• Problem requirements:
Transcribe word for word the part of the affirmative action article below that opens with the words containing "In the United States, affirmative action is" and closes with "did it start?".

• Page excerpt:
Affirmative Action in Higher Education: What You Need to Know

What is affirmative action? 

In the United States, affirmative action is an effort to improve educational and employment opportunities for historically underrepresented groups including people of color, women, and individuals with disabilities. As more colleges and universities began to admit more students of color as part of a broader social reform movement in the 1960s and 1970s, these institutions shifted to race-conscious admissions, which considers race as one factor among many, to achieve greater diversity.

The future of affirmative action lies in the hands of the U.S. Supreme Court

The U.S. Supreme Court will soon decide on two affirmative action cases that could potentially alter the landscape of higher education. The plaintiff in both, Students for Fair Admissions, is challenging race-conscious admissions at Harvard University and the University of North Carolina.

When did it start?

In the United States, affirmative action was created by executive order and signed by President John F. Kennedy in 1961. It required that government employers not discriminate in hiring based on race, creed, color, or national origin. President Lyndon Johnson extended affirmative action to include women to the list of protected categories in 1967.

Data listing
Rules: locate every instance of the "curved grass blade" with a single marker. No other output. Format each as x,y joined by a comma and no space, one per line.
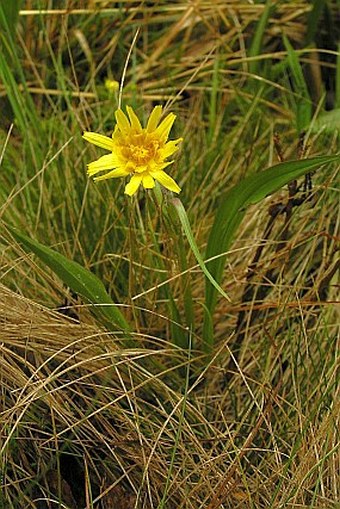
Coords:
233,206
80,280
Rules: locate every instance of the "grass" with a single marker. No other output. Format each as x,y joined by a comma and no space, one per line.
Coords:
89,418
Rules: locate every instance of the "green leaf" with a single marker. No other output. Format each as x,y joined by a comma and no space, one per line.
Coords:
182,215
10,14
230,213
80,280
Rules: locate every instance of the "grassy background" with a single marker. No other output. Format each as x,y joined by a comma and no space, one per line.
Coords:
87,420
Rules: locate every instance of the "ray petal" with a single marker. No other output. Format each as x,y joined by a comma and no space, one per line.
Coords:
148,182
106,162
166,181
118,172
98,139
154,119
132,187
170,148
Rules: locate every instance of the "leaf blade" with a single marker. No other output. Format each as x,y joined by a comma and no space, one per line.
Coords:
80,280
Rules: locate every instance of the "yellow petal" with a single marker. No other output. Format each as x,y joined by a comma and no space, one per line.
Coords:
170,148
122,121
165,126
98,139
148,182
135,123
118,172
132,187
154,119
166,181
106,162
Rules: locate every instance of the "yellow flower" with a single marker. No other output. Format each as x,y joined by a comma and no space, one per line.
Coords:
136,151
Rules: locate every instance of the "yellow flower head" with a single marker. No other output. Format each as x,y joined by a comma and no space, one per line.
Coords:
136,151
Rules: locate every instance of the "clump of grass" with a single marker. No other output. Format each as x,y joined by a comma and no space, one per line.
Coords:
89,419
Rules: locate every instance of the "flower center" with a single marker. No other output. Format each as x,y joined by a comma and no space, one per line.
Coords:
140,149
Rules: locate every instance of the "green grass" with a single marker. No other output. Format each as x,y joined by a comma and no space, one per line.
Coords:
93,415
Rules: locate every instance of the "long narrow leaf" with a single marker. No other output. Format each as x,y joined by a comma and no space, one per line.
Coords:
80,280
182,215
232,210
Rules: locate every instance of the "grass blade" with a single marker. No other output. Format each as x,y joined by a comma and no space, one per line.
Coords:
80,280
303,102
256,43
232,210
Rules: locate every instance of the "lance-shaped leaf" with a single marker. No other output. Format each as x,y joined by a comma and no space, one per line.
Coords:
231,211
80,280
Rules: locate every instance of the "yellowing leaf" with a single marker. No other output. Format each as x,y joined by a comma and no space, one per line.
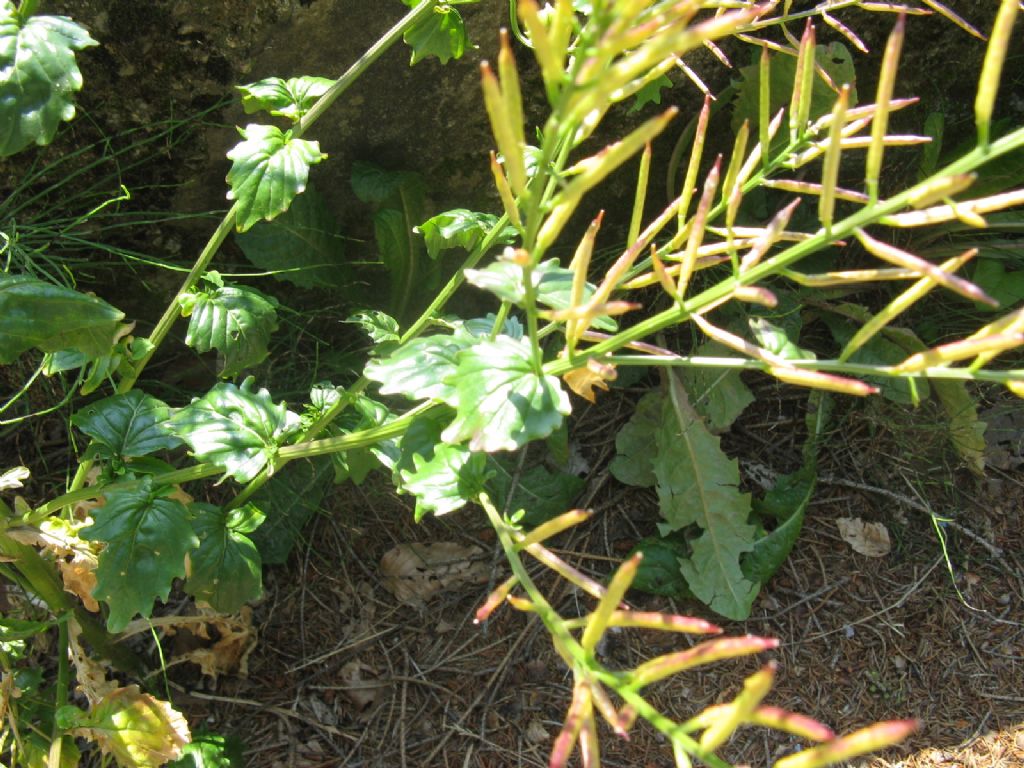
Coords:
137,729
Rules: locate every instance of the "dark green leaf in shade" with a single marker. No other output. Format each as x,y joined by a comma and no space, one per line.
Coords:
420,369
553,283
290,500
445,481
269,169
226,570
285,98
211,751
719,395
240,428
38,76
303,246
147,537
658,572
383,187
441,34
380,327
635,445
37,314
785,503
126,425
233,320
697,484
540,493
502,402
650,93
461,228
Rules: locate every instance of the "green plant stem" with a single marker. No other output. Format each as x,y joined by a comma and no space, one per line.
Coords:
854,369
719,292
227,223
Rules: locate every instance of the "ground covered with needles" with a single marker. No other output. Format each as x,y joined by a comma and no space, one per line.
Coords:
349,669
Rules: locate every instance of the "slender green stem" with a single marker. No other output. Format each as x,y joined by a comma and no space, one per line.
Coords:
227,223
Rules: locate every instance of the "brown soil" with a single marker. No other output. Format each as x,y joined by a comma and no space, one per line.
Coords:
345,675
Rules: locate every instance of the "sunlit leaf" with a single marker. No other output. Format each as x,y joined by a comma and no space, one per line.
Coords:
38,76
240,428
233,320
226,570
503,402
269,168
146,537
126,425
286,98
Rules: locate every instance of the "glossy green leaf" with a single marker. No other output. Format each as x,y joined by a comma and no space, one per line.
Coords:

• Result below:
In the United States, affirmative action is an effort to improve educational and employment opportunities for historically underrepresented groups including people of color, women, and individuals with disabilities. As more colleges and universities began to admit more students of color as part of a broader social reform movement in the 1960s and 1970s, these institutions shifted to race-conscious admissions, which considers race as one factor among many, to achieve greater diversity.

The future of affirmative action lies in the hands of the U.S. Supreme Court

The U.S. Supreme Court will soon decide on two affirmative action cases that could potentially alter the landscape of higher education. The plaintiff in both, Students for Fair Admissions, is challenging race-conscious admissions at Harvard University and the University of North Carolina.

When did it start?